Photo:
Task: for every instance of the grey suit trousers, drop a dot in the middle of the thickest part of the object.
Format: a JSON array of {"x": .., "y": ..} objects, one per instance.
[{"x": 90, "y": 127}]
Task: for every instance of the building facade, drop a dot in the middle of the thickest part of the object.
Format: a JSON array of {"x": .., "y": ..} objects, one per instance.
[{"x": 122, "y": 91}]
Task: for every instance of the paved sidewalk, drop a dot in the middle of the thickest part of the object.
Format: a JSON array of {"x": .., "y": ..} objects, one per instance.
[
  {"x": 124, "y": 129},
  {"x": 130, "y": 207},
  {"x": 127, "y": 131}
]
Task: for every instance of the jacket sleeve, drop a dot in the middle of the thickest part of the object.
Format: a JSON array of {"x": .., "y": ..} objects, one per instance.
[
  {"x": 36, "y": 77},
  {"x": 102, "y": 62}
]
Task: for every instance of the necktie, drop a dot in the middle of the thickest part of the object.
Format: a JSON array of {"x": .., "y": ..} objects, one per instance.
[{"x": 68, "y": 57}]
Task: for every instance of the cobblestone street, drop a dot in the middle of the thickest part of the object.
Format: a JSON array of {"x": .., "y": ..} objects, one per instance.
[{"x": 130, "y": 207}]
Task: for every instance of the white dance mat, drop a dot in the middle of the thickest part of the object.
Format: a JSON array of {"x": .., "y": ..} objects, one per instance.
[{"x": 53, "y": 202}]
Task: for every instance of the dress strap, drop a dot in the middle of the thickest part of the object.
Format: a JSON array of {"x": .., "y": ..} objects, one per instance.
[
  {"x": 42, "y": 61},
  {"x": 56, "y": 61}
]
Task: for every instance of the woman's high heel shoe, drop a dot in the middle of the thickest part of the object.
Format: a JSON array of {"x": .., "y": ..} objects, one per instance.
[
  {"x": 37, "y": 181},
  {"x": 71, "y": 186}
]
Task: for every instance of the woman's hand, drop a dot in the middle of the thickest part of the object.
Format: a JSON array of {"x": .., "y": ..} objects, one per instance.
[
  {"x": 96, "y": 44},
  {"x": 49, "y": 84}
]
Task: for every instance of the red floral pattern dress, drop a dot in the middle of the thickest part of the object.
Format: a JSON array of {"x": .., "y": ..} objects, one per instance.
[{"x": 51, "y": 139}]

-------------------------

> **ASSIGNMENT**: Copy the listing above. Match every line exactly.

> **REPLY TO THE EXERCISE**:
Photo:
Task: for every instance of the grey suit trousers, drop a dot in the middle of the thickest part of the object.
Format: a JSON array of {"x": .., "y": ..} objects, one per instance.
[{"x": 90, "y": 127}]
Task: for every instance of the building facade, drop a dot in the middle of the thickest part of the object.
Format: a JSON array of {"x": .., "y": ..} objects, one per instance.
[{"x": 122, "y": 91}]
Task: for every instance of the paved sidewalk, drop a dot in the middle of the thickest part of the object.
Format: a JSON array of {"x": .., "y": ..} objects, one per instance.
[
  {"x": 124, "y": 129},
  {"x": 130, "y": 207},
  {"x": 127, "y": 131}
]
Task: for every instance of the jacket sleeve, drop a dot in the middle of the thickest part of the object.
Format: a JSON array of {"x": .., "y": ..} objects, one per instance.
[
  {"x": 36, "y": 77},
  {"x": 102, "y": 62}
]
Task: for every instance of the necktie, drop a dot in the middle of the thickest part of the object.
Format: a JSON array of {"x": .., "y": ..} objects, one per instance.
[{"x": 68, "y": 57}]
Task: for every instance of the cobblestone street, drop a dot in the middle of the thickest part of the object.
Format: a JSON array of {"x": .., "y": ..} objects, one per instance.
[{"x": 130, "y": 207}]
Task: for every instance of the white dance mat, drop a dot in the middle of the thickest part of the object.
Format: a JSON array of {"x": .., "y": ..} objects, one per instance.
[{"x": 53, "y": 202}]
Task: for every instance of the dress strap, drop a dot in the middle of the thickest part of the object.
Format: a JSON array of {"x": .., "y": ..} objects, one per instance.
[
  {"x": 42, "y": 61},
  {"x": 56, "y": 61}
]
Task: for every instance of the woman's high heel shoe, drop a dot in the middle of the thickest part of the object.
Format: a JSON array of {"x": .., "y": ..} objects, one per instance.
[
  {"x": 37, "y": 181},
  {"x": 71, "y": 186}
]
Task: for every instance of the woman's hand, drop a dot in the middle of the thickest part of the object.
Format: a JSON array of {"x": .., "y": ..} objects, one per instance.
[
  {"x": 96, "y": 44},
  {"x": 49, "y": 84}
]
Task: for every instance of the red floral pattern dress, drop a dot in the middle of the thickest part of the object.
Format: a JSON array of {"x": .., "y": ..} objects, one per instance.
[{"x": 51, "y": 139}]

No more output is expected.